- Task description: Here are the records. Write out exactly the lines between the one holding "Where can the uniform" and the one holding "Where can the green rubber", inclusive.

- Referring expression data:
::::::::

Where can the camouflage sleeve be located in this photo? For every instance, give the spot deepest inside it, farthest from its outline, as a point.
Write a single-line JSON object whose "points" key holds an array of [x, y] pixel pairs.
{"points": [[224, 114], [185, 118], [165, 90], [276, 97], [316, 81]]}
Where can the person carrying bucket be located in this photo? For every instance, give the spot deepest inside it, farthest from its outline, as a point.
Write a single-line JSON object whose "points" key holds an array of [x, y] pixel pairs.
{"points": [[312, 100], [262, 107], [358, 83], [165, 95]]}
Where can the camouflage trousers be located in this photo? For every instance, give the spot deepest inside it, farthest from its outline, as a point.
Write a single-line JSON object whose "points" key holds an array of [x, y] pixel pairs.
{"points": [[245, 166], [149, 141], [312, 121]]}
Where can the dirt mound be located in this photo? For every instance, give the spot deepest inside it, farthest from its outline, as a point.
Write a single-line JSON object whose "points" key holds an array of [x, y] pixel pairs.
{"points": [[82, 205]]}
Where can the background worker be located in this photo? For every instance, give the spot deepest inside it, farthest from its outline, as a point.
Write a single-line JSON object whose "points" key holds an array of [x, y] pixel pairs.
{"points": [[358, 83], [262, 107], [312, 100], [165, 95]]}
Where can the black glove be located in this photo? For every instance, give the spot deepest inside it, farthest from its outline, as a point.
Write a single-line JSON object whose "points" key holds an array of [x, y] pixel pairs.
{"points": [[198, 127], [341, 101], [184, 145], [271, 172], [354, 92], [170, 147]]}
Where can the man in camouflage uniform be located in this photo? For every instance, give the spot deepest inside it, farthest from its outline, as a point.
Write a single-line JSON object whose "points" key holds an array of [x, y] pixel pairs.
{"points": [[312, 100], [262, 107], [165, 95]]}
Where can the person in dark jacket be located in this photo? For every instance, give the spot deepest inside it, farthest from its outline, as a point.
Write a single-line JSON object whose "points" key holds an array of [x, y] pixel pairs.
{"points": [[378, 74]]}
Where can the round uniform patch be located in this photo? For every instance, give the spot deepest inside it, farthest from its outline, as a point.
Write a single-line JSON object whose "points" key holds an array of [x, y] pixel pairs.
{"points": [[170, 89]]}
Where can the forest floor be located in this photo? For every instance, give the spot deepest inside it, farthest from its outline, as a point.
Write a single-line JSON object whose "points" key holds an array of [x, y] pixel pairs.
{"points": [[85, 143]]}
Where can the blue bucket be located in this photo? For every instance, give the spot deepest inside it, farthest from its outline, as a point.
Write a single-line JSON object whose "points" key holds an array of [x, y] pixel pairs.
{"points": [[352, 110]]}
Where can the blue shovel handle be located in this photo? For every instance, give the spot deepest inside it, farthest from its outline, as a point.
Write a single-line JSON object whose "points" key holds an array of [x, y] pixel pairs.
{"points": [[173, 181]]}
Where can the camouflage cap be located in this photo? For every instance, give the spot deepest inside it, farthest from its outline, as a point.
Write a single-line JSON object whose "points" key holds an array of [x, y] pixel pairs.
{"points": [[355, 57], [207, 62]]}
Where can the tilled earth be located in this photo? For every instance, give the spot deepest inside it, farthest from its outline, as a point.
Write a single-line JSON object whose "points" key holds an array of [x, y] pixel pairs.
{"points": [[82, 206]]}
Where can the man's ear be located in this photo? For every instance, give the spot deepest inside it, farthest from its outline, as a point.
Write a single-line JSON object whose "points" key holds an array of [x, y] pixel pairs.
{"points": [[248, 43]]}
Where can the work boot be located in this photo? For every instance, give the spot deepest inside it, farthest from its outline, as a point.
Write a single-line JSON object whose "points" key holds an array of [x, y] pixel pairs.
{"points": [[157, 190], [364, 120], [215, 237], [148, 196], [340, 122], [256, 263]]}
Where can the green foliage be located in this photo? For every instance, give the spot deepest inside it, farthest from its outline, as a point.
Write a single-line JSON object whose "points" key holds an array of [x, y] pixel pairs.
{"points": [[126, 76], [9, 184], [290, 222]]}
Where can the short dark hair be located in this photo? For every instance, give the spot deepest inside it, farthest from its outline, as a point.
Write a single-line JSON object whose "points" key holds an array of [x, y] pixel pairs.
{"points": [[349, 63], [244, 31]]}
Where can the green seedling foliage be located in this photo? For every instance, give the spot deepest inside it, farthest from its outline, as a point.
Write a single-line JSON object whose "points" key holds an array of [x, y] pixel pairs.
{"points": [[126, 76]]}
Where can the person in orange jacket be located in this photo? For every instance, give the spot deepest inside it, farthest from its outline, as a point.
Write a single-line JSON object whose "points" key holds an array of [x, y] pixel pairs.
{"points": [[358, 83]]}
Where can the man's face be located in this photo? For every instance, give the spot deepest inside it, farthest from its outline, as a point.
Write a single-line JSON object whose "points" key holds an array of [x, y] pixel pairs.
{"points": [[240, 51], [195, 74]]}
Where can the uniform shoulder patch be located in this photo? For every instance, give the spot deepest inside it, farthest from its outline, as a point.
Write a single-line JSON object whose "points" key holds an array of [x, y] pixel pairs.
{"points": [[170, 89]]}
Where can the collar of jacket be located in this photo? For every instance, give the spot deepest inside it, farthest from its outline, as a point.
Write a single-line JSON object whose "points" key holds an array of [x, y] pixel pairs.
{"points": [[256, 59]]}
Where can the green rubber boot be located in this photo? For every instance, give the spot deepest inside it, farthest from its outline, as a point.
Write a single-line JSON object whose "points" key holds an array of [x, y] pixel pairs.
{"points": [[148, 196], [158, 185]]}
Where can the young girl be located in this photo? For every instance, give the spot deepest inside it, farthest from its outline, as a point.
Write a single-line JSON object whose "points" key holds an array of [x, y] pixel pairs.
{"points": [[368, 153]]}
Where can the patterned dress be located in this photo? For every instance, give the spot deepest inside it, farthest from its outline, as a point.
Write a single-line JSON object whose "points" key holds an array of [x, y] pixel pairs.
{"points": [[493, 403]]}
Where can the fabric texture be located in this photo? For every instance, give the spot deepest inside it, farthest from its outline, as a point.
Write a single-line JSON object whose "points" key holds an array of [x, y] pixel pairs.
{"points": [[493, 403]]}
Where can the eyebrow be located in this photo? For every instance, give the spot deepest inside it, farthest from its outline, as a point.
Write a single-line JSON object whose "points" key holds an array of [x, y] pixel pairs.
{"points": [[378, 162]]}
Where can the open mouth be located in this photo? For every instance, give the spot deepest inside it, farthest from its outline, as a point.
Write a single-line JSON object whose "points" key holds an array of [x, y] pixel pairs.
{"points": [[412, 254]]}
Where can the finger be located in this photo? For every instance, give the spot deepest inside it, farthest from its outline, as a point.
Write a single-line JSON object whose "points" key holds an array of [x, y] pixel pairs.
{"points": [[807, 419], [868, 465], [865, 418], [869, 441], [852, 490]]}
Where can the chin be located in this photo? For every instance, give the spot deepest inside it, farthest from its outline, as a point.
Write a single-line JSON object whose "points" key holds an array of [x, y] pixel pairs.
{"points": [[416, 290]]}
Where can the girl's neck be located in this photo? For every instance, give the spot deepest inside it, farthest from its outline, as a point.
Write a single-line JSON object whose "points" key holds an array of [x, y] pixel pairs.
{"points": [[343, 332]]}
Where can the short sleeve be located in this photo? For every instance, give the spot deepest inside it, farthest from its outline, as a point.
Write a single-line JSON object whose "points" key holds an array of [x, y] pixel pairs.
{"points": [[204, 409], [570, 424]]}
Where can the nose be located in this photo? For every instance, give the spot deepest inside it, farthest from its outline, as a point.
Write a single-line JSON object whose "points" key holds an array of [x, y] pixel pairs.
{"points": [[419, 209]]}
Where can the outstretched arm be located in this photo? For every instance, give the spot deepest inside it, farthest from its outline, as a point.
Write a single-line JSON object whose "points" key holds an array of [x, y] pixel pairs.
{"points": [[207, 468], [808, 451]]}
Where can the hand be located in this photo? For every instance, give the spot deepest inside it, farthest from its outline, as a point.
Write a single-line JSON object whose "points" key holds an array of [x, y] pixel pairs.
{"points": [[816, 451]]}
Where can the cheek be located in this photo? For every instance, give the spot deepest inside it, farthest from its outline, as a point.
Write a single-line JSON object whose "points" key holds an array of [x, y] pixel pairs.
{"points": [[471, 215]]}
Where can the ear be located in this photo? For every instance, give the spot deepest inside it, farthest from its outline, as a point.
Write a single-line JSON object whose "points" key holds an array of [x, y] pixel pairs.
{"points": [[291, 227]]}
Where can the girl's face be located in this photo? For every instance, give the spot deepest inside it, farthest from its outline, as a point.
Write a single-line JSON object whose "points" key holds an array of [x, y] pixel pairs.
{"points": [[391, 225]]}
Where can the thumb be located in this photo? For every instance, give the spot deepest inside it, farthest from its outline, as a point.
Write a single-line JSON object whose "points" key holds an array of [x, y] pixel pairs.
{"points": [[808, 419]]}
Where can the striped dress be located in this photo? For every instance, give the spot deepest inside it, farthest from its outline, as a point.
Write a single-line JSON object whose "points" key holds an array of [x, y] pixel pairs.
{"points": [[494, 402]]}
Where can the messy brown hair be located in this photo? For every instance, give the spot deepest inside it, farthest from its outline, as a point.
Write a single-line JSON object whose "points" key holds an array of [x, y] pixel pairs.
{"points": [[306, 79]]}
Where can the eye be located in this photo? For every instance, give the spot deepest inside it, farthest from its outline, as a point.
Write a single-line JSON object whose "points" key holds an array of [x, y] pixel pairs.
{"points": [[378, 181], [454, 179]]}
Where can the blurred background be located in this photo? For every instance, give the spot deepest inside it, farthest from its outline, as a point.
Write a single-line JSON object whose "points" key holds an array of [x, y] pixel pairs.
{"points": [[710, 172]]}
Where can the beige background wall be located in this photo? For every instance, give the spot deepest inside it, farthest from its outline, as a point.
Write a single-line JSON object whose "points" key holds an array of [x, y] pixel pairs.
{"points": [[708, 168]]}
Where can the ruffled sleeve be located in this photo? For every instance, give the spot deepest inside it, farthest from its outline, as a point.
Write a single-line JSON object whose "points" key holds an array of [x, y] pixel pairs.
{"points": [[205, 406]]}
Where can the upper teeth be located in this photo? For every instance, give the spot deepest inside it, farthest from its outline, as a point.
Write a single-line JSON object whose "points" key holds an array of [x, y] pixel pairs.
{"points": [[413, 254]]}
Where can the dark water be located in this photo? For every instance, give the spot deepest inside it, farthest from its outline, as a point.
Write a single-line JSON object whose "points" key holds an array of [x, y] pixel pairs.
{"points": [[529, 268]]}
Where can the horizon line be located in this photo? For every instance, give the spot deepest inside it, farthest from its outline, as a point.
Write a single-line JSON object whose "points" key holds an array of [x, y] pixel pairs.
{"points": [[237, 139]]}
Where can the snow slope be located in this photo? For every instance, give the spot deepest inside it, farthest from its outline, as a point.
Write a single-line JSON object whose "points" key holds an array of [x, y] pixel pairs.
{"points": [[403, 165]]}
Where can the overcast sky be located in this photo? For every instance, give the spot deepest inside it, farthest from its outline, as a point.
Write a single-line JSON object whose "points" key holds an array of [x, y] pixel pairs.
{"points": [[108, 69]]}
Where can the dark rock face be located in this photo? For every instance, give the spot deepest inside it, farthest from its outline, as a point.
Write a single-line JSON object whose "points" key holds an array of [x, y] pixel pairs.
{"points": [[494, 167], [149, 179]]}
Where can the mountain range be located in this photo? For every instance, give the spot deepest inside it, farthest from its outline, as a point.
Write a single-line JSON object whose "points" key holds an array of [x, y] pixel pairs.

::::::::

- Task solution:
Where can the uniform shoulder patch be located in this photo? For every instance, give the spot deepest inside it, farthest from its outline, as a point.
Write a single-line JSON object whose "points" key holds an array of [x, y] pixel pairs.
{"points": [[170, 89]]}
Where can the collar of jacket be located in this photo? For every instance, give the spot deepest inside it, farthest from its outline, as a point.
Write a single-line JSON object whose "points" key holds an array of [x, y] pixel pairs.
{"points": [[256, 59]]}
Where can the green rubber boot be located in this photo? For every instance, give the spot deepest inside it, farthest from its outline, as a point.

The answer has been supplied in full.